Source material:
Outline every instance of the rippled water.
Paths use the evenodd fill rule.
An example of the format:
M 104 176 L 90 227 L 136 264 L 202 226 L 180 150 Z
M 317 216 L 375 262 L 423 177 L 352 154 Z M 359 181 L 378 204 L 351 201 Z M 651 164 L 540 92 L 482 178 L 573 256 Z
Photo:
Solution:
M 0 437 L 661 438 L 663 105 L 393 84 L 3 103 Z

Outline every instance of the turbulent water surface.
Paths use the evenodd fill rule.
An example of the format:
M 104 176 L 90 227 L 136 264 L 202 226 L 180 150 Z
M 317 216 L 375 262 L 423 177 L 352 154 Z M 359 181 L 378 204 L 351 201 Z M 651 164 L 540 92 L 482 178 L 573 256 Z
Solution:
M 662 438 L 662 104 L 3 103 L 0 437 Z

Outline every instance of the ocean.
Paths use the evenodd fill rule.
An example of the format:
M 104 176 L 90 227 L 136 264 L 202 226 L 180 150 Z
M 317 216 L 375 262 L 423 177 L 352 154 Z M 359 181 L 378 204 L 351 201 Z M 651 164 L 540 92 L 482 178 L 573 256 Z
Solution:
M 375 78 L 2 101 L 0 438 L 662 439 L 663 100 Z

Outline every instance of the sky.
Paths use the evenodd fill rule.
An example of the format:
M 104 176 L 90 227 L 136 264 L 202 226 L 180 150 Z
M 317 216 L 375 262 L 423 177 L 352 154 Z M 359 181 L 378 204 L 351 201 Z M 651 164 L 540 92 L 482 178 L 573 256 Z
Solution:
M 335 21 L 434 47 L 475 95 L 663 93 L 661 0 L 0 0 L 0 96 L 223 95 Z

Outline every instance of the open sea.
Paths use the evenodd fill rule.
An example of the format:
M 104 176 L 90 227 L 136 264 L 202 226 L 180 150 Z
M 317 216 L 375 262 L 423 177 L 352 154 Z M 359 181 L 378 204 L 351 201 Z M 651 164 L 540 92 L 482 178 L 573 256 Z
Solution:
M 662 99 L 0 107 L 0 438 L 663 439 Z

Required task:
Copy everything from the line that contains "Outline every instance of the turbulent" down to the line that contains "M 375 78 L 2", putting "nonzero" wherever "evenodd" appears and changing nothing else. Give only those lines.

Answer to this exercise:
Outline every instance of the turbulent water surface.
Paths use the nonzero fill rule.
An example of the format:
M 104 176 L 90 227 L 136 264 L 202 226 L 180 150 Z
M 317 216 L 375 262 L 423 177 L 352 154 Z M 359 181 L 378 204 L 351 201 Z M 651 164 L 540 92 L 482 178 L 573 256 Z
Solution:
M 662 438 L 662 104 L 3 103 L 0 437 Z

Outline every instance of the ocean.
Paths use the nonzero fill rule.
An example of the format:
M 104 176 L 90 227 L 136 264 L 202 226 L 180 150 Z
M 317 216 L 375 262 L 423 177 L 352 154 Z M 359 181 L 378 204 L 351 201 Z M 651 164 L 540 92 L 482 178 L 573 256 Z
Solution:
M 375 78 L 2 101 L 0 438 L 662 439 L 663 100 Z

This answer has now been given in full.